▶ [What the exercise asks]:
Render the rows from the line containing "Count every green" through the line containing "[4,115,147,168]", both included, as a JSON list of strings with one string per line and no blank lines. Include no other rows.

▶ [Record extracts]:

'''

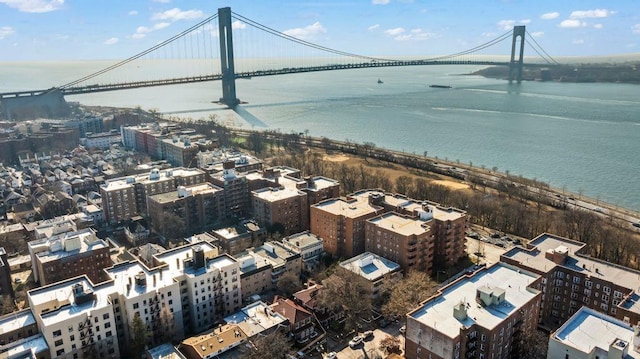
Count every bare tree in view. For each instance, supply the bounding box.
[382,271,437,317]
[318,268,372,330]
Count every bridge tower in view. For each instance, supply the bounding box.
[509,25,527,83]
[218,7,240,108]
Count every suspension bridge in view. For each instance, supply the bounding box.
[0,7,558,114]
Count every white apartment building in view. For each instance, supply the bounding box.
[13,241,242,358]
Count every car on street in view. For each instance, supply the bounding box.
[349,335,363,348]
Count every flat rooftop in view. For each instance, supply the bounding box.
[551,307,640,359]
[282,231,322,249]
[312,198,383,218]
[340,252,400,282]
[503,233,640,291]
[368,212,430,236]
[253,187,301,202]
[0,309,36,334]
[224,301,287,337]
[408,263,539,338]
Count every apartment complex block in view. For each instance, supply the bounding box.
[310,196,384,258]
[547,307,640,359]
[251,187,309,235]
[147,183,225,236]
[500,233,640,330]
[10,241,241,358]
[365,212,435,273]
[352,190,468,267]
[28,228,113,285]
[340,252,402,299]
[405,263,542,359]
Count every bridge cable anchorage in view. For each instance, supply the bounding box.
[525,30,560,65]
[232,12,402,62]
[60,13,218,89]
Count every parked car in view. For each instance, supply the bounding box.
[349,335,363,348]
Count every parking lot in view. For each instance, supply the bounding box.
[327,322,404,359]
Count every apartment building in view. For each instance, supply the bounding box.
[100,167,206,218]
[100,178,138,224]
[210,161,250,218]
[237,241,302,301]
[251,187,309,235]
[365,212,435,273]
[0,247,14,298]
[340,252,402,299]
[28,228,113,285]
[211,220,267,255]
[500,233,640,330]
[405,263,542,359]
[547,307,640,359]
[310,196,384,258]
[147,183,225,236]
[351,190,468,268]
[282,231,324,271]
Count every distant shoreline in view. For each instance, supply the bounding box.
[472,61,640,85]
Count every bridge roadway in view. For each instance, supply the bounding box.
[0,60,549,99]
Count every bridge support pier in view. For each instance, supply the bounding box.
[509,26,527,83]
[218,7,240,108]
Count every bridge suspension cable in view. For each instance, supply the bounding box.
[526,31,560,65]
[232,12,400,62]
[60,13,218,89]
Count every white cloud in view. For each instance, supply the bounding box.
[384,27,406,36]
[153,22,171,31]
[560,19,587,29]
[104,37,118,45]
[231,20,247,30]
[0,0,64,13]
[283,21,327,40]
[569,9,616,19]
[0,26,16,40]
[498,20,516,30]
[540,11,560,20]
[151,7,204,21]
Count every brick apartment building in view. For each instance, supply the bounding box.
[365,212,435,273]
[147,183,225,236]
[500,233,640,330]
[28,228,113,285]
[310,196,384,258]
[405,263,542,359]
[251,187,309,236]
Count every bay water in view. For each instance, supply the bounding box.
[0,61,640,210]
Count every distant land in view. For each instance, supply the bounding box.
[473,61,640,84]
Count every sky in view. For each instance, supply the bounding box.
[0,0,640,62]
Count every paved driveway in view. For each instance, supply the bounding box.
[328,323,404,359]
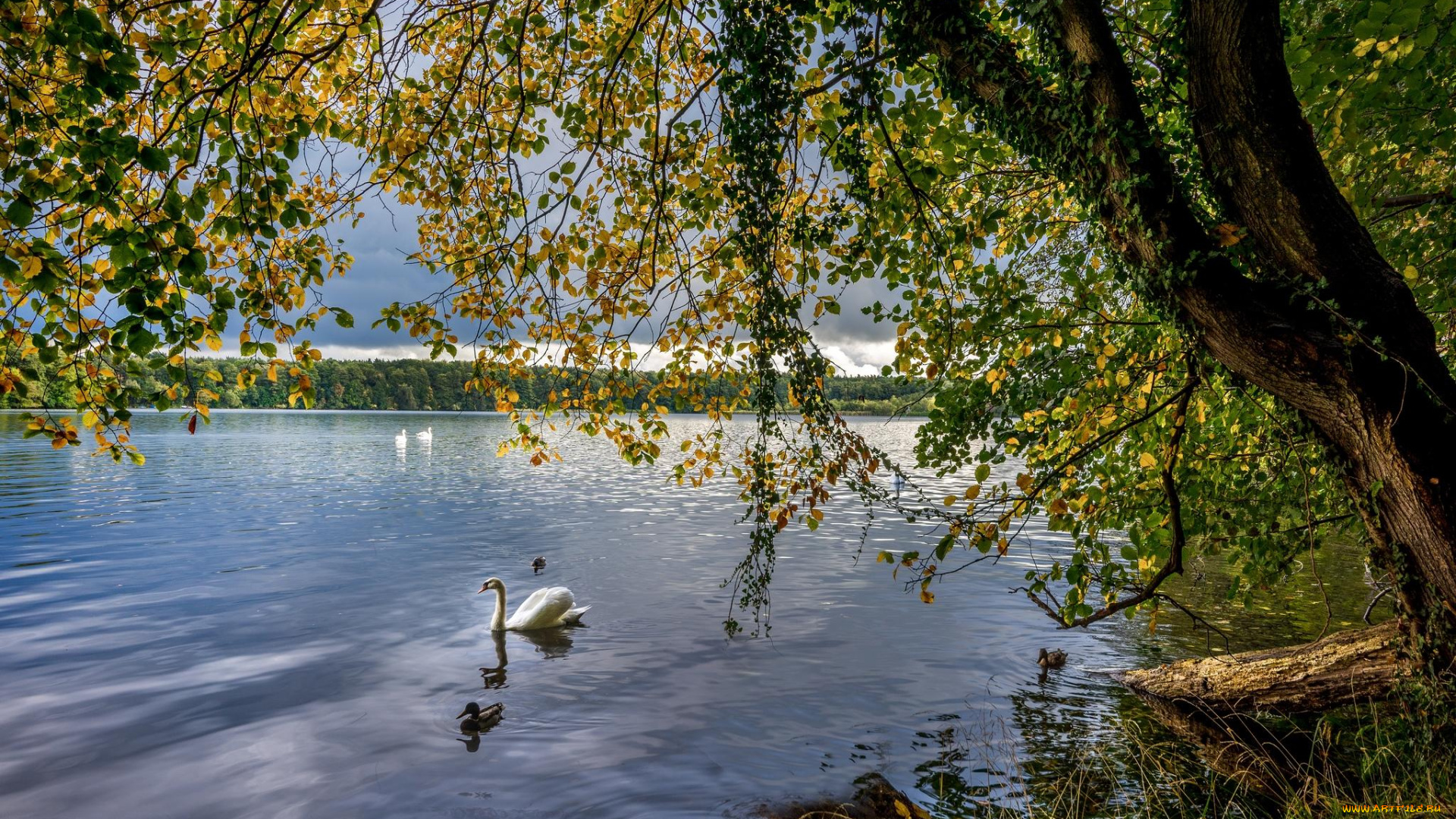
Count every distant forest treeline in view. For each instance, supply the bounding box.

'''
'''

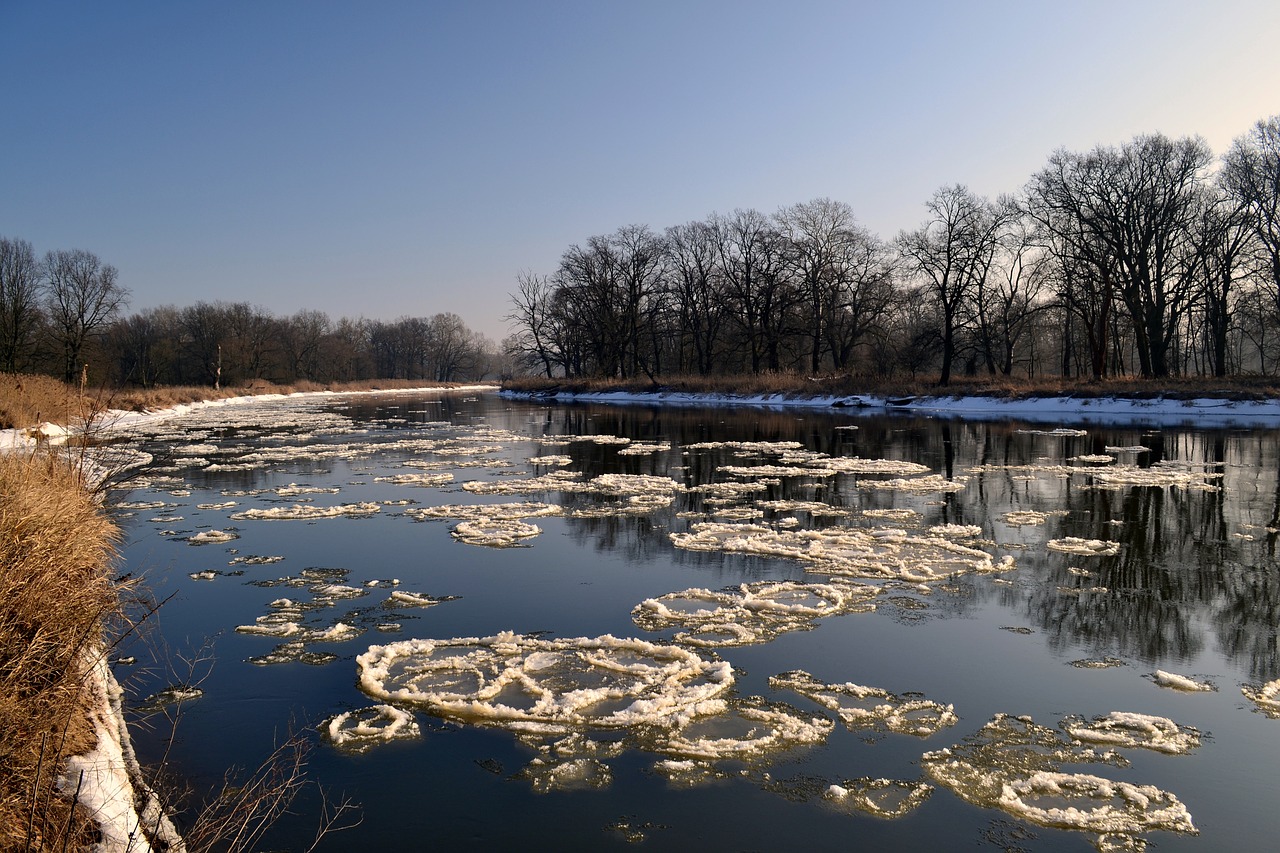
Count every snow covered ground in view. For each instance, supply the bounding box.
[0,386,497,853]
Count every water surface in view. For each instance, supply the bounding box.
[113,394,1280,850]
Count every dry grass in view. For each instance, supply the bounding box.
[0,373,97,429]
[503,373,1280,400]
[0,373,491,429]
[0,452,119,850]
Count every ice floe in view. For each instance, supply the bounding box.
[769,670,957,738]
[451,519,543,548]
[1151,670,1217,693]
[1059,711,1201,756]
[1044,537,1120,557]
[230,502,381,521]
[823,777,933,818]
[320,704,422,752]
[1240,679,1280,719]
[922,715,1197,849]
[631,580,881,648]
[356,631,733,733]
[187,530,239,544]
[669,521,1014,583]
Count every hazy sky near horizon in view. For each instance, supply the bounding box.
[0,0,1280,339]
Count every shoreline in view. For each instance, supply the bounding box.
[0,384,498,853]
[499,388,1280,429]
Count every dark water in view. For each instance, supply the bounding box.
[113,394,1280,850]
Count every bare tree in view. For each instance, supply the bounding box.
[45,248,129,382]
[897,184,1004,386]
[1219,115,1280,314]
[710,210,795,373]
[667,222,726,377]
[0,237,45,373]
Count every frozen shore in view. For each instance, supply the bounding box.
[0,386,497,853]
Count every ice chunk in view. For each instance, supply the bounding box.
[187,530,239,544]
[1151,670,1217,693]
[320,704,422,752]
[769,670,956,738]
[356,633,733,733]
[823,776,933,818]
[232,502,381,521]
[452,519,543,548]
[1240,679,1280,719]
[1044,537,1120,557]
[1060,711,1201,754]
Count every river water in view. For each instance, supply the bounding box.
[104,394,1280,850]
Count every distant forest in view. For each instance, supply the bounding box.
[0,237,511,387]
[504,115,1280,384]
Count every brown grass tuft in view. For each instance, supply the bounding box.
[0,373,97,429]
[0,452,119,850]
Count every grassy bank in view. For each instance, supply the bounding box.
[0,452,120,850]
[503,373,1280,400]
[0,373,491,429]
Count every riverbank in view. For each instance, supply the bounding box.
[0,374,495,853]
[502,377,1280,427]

'''
'''

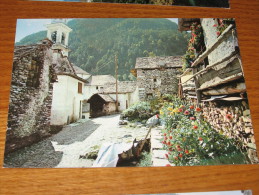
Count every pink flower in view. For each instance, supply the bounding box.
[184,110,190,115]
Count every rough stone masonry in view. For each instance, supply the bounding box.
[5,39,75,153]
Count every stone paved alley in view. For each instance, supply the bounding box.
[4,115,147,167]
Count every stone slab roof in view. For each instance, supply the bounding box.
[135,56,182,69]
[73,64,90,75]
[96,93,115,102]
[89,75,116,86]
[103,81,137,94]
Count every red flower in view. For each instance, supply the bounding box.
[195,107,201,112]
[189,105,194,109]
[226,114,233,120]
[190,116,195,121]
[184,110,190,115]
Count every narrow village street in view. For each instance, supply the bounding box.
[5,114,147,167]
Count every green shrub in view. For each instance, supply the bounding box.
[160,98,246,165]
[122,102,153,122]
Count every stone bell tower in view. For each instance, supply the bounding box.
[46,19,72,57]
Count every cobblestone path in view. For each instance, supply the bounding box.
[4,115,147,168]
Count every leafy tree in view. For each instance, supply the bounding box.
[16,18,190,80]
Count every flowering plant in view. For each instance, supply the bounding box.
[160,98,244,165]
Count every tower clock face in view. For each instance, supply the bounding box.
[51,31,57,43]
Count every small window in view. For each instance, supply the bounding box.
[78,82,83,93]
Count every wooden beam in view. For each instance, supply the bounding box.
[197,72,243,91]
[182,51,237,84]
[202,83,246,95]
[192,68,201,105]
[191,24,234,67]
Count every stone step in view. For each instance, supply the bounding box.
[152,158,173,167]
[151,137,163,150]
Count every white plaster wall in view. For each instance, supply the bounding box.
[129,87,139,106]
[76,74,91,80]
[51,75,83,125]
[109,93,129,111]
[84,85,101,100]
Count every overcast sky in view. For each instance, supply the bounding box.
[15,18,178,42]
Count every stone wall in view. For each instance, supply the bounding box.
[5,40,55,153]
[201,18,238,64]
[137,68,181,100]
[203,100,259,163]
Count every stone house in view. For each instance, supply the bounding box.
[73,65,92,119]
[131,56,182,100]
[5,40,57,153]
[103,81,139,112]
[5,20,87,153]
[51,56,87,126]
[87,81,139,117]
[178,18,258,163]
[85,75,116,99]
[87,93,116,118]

'''

▶ [Result]:
[
  "Count every green shrub in view. For each instance, supply the bounding box.",
  "[160,98,246,165]",
  "[122,102,153,122]",
  "Count every stone bell tower in view. For each instance, supply the bounding box.",
  "[46,19,72,57]",
  "Count every cobblestone path in view. For each instance, supply the bounding box.",
  "[4,115,147,168]"
]